• What you are asked to do:
Transcribe word for word the lines below from the line with "Task: tag every instance of the rocky" through the line with "Task: tag every instance of the green field", ends included.

• Records supplied:
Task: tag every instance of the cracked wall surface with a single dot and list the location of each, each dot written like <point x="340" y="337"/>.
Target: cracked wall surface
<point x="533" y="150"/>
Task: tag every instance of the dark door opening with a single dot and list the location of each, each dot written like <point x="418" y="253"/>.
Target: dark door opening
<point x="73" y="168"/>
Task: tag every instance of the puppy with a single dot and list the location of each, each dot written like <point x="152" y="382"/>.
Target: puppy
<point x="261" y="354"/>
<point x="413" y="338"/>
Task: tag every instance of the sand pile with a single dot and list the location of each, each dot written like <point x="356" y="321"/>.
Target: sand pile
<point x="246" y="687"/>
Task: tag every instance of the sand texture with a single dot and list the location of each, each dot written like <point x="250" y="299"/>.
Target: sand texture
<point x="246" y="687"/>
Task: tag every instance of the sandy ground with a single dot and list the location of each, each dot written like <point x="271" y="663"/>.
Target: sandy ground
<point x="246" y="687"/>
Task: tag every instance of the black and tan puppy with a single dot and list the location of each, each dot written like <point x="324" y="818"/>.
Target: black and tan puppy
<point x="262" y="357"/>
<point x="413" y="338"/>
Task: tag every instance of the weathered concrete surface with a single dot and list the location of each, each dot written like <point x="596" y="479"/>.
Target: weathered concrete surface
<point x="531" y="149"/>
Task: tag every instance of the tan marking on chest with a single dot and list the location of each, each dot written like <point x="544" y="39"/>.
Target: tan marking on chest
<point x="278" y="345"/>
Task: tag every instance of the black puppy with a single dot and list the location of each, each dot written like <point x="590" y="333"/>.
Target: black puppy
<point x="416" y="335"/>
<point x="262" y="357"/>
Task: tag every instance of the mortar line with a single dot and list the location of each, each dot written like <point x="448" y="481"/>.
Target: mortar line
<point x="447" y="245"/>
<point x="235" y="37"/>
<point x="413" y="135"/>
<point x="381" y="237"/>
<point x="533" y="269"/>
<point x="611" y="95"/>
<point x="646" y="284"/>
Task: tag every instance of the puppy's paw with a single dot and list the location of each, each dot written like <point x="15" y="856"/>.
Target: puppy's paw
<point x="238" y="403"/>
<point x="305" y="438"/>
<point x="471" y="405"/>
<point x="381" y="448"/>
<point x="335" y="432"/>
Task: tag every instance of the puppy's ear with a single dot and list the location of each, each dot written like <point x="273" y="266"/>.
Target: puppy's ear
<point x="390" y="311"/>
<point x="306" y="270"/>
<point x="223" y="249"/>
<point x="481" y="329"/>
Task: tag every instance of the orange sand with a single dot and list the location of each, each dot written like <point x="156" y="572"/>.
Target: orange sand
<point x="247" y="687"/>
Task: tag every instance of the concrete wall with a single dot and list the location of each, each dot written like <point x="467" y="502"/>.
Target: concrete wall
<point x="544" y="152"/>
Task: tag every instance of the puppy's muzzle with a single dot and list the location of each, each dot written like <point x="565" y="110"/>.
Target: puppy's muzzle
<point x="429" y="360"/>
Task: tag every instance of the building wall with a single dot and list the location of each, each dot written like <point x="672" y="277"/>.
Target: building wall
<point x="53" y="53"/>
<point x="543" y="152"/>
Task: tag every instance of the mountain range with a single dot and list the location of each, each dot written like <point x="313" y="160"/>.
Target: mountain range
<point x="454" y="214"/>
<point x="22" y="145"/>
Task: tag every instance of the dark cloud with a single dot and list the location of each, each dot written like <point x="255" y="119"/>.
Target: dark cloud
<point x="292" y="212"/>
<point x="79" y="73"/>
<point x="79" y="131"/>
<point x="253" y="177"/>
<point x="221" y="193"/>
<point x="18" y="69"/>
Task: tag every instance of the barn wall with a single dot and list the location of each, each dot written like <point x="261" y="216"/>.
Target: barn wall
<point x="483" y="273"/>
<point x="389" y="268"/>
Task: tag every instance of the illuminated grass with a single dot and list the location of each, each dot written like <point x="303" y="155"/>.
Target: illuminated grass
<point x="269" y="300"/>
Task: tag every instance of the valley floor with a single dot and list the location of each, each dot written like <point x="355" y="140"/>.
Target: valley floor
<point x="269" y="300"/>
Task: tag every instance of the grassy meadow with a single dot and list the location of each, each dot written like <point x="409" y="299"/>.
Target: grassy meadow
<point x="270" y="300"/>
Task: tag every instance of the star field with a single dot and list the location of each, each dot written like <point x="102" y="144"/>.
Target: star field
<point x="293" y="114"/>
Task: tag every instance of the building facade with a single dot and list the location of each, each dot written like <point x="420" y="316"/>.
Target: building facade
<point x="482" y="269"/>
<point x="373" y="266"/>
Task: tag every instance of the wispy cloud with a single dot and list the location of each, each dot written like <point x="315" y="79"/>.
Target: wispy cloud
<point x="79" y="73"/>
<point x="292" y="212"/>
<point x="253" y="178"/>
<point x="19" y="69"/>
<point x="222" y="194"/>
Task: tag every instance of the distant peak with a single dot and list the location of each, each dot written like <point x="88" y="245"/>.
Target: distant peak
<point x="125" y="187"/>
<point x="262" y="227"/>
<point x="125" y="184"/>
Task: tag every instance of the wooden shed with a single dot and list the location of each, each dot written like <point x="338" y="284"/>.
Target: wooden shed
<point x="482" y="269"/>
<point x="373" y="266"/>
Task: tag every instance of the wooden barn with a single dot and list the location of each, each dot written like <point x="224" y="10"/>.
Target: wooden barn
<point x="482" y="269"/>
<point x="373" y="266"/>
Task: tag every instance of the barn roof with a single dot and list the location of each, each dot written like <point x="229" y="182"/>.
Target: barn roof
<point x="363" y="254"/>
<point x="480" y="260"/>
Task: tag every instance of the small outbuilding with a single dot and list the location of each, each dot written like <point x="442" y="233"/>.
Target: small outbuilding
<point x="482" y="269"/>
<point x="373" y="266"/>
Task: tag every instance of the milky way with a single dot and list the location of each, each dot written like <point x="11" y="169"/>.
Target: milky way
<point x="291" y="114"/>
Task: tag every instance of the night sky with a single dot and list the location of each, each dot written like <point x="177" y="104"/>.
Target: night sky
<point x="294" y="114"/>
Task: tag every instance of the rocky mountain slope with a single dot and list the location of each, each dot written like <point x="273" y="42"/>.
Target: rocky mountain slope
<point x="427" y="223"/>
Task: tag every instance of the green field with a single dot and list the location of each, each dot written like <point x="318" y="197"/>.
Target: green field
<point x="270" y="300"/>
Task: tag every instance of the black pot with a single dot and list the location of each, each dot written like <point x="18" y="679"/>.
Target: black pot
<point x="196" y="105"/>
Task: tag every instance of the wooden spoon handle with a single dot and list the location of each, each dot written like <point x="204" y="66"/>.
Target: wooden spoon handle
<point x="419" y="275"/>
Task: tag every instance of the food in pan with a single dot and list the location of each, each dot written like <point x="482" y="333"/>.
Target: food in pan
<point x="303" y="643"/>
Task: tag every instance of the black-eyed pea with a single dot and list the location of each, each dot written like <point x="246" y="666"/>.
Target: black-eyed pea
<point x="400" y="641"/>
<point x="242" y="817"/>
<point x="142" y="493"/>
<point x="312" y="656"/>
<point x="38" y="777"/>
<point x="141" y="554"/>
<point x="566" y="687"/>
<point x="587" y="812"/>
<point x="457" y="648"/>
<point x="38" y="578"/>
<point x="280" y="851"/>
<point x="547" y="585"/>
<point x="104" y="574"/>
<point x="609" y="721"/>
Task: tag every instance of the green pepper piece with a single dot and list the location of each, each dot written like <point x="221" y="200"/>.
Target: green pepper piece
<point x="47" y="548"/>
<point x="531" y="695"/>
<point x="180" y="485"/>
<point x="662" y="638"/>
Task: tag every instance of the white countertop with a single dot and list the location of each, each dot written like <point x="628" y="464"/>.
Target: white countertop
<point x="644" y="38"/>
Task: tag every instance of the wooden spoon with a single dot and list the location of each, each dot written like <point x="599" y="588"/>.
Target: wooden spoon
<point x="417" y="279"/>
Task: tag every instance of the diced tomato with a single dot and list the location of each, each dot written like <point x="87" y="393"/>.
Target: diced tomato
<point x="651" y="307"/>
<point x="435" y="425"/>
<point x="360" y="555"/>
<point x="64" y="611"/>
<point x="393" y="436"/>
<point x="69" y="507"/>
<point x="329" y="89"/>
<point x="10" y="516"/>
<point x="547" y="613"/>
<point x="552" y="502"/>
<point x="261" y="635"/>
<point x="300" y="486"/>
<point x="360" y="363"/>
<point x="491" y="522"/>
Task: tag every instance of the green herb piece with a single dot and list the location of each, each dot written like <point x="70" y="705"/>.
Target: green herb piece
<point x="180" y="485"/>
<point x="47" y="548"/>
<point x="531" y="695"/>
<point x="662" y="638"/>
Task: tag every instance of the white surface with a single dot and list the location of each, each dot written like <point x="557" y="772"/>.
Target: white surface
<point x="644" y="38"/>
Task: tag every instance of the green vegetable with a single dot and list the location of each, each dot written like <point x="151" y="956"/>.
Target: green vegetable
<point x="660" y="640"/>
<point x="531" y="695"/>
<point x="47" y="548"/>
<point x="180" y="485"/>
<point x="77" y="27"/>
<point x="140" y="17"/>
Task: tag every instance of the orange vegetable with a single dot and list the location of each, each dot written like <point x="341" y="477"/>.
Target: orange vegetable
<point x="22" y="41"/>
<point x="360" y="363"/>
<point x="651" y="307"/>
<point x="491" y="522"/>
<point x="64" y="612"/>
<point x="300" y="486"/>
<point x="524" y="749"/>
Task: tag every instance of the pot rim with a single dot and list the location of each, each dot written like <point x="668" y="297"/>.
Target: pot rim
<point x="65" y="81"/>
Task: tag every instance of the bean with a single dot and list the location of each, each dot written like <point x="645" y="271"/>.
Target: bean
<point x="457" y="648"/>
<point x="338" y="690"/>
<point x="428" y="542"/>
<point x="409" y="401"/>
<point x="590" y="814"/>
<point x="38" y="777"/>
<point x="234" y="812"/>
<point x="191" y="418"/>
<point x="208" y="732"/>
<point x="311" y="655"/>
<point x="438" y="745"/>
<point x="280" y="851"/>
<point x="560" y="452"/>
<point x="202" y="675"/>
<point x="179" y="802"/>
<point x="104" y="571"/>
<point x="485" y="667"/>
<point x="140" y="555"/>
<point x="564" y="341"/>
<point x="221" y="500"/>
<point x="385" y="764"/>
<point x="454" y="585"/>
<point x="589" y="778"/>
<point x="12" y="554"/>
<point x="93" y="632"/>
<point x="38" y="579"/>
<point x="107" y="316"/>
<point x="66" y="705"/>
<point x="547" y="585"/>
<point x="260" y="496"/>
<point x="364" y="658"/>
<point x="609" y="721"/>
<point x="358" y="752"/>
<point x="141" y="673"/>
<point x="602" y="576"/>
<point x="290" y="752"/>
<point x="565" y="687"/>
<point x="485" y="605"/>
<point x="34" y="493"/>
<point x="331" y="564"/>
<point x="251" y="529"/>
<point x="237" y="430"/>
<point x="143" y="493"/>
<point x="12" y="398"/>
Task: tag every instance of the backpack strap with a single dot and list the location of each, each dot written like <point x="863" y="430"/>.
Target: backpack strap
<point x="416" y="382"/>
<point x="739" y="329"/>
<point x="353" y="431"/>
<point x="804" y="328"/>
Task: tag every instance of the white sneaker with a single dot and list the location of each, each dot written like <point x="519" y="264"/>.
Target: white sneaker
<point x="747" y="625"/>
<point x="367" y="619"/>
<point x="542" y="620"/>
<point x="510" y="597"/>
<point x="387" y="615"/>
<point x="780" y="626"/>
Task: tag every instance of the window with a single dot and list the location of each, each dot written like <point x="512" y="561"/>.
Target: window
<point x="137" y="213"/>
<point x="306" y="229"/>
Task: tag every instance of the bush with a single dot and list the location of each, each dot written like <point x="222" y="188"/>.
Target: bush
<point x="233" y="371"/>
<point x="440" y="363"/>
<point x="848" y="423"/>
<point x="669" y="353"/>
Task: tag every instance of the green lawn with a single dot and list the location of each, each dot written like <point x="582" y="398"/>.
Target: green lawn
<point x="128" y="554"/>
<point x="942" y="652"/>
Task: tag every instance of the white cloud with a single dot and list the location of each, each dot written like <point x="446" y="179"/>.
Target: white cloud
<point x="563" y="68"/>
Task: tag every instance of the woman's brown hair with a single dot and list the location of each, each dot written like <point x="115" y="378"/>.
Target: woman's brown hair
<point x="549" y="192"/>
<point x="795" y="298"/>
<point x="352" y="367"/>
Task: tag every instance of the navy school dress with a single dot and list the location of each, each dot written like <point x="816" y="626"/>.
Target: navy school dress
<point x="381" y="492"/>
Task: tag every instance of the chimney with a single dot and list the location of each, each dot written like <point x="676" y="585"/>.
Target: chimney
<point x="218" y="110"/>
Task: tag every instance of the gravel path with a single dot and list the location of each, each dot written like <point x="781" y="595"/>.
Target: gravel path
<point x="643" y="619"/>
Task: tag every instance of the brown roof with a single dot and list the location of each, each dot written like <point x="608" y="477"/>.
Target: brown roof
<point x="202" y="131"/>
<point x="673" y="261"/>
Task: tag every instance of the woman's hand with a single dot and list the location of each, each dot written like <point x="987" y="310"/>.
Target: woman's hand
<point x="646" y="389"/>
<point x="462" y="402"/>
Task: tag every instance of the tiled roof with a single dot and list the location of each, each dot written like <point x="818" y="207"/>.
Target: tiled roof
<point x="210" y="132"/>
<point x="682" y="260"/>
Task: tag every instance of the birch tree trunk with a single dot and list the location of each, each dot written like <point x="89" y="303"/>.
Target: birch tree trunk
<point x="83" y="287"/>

• Output below:
Task: tag every instance of the rocky mountain slope with a single dot and list the location of each, each dot written like <point x="273" y="42"/>.
Target: rocky mountain slope
<point x="427" y="223"/>
Task: tag every instance of the green field with a single dot and list the location of each, each dot written like <point x="318" y="197"/>.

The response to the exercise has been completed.